▸ INSTRUCTION 1
From the issue comment, extract everything from "Posted to issues@iceberg.apache.org" down to "update all partition.".

You are viewing a plain text version of this content. The canonical link for it is here.
Posted to issues@iceberg.apache.org by GitBox <gi...@apache.org> on 2020/07/16 09:59:13 UTC

[GitHub] [iceberg] GrigorievNick commented on issue #1202: [Question] Do Spark Iceberg module implement Copy On Write Delete and Update?

GrigorievNick commented on issue #1202:
URL: https://github.com/apache/iceberg/issues/1202#issuecomment-659308492


   > Both Spark 2.4 and Spark 3.0 support dynamic partition overwrite. Spark 3.0 also supports overwrite by expression, although the expression must match all rows in a data file or no rows of a data file, or else it will cause an exception because the granularity of delete is a whole data file.
   
   But Overwrite that implemented in delete is match smarter then overwrite all data in the partition. 
   it will change only files that contain changes, while simple overwrite will update all partition.
   So of course I can read data all data from partition -> manipulate -> overwrite.

▸ INSTRUCTION 2
Gather every line of the entries below that contains the word "neck", matching case exactly.

▸ MATERIAL FOR THE TASK
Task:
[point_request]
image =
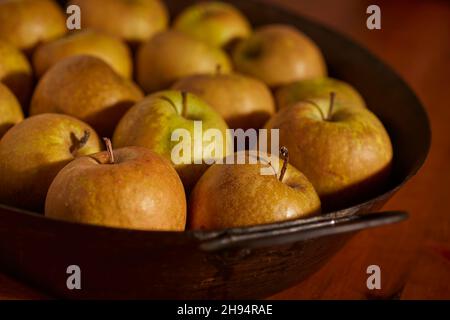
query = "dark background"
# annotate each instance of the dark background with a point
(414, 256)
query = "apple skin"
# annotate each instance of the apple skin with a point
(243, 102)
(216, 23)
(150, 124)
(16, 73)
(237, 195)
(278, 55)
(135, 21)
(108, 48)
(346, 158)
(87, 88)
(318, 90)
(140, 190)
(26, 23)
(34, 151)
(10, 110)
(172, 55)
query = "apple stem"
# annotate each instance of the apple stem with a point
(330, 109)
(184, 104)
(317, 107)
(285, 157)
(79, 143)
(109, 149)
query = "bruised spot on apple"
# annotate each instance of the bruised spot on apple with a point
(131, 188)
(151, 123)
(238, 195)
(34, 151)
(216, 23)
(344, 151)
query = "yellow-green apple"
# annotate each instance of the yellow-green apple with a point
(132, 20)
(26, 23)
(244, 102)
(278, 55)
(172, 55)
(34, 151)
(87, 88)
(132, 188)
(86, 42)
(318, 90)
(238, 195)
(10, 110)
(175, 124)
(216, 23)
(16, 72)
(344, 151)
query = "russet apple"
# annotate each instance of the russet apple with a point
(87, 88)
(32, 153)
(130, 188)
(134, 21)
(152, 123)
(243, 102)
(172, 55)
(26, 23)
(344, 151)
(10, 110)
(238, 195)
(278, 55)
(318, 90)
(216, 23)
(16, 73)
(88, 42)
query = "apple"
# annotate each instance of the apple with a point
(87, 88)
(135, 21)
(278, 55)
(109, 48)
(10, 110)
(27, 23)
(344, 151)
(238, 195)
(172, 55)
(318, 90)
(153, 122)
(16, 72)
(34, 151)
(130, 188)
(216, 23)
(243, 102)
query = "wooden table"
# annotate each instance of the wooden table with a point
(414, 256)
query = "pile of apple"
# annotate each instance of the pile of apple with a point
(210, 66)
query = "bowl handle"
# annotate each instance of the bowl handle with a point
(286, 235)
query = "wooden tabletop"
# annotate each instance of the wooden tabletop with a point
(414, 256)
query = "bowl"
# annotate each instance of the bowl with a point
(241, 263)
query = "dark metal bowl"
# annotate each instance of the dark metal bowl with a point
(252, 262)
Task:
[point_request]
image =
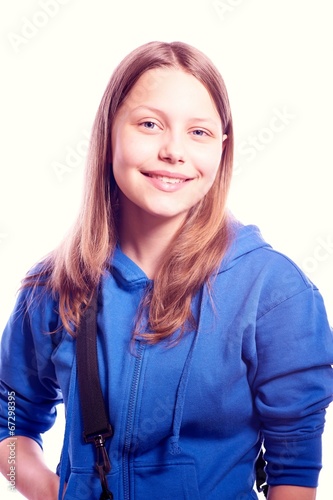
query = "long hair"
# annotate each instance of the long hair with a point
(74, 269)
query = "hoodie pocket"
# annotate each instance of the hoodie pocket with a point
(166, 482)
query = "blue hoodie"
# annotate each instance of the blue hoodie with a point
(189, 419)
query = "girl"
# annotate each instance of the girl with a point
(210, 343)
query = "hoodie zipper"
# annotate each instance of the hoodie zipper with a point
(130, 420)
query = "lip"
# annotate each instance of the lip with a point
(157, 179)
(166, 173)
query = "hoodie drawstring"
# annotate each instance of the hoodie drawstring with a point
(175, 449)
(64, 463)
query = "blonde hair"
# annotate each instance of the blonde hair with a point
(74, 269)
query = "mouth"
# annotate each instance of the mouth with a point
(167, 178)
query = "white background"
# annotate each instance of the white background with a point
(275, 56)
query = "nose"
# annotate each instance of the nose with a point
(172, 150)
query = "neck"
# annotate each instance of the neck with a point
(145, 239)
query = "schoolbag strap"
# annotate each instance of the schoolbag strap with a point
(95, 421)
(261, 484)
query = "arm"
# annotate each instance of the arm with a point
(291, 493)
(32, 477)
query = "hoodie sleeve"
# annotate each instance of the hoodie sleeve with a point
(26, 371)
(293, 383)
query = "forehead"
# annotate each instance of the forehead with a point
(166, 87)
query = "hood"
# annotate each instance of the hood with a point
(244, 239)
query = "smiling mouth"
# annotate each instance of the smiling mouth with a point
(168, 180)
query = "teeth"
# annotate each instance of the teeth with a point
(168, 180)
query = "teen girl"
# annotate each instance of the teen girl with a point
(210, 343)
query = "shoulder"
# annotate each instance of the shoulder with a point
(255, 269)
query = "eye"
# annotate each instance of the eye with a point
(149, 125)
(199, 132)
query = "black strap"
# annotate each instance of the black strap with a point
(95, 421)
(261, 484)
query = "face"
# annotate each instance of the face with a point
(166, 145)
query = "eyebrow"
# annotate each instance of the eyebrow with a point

▸ WRITTEN REPLY 1
Posted to issues@iceberg.apache.org by GitBox <gi...@apache.org> on 2020/07/16 09:59:13 UTC

[GitHub] [iceberg] GrigorievNick commented on issue #1202: [Question] Do Spark Iceberg module implement Copy On Write Delete and Update?

GrigorievNick commented on issue #1202:
URL: https://github.com/apache/iceberg/issues/1202#issuecomment-659308492


   > Both Spark 2.4 and Spark 3.0 support dynamic partition overwrite. Spark 3.0 also supports overwrite by expression, although the expression must match all rows in a data file or no rows of a data file, or else it will cause an exception because the granularity of delete is a whole data file.
   
   But Overwrite that implemented in delete is match smarter then overwrite all data in the partition. 
   it will change only files that contain changes, while simple overwrite will update all partition.

▸ WRITTEN REPLY 2
query = "neck"
# annotate each instance of the neck with a point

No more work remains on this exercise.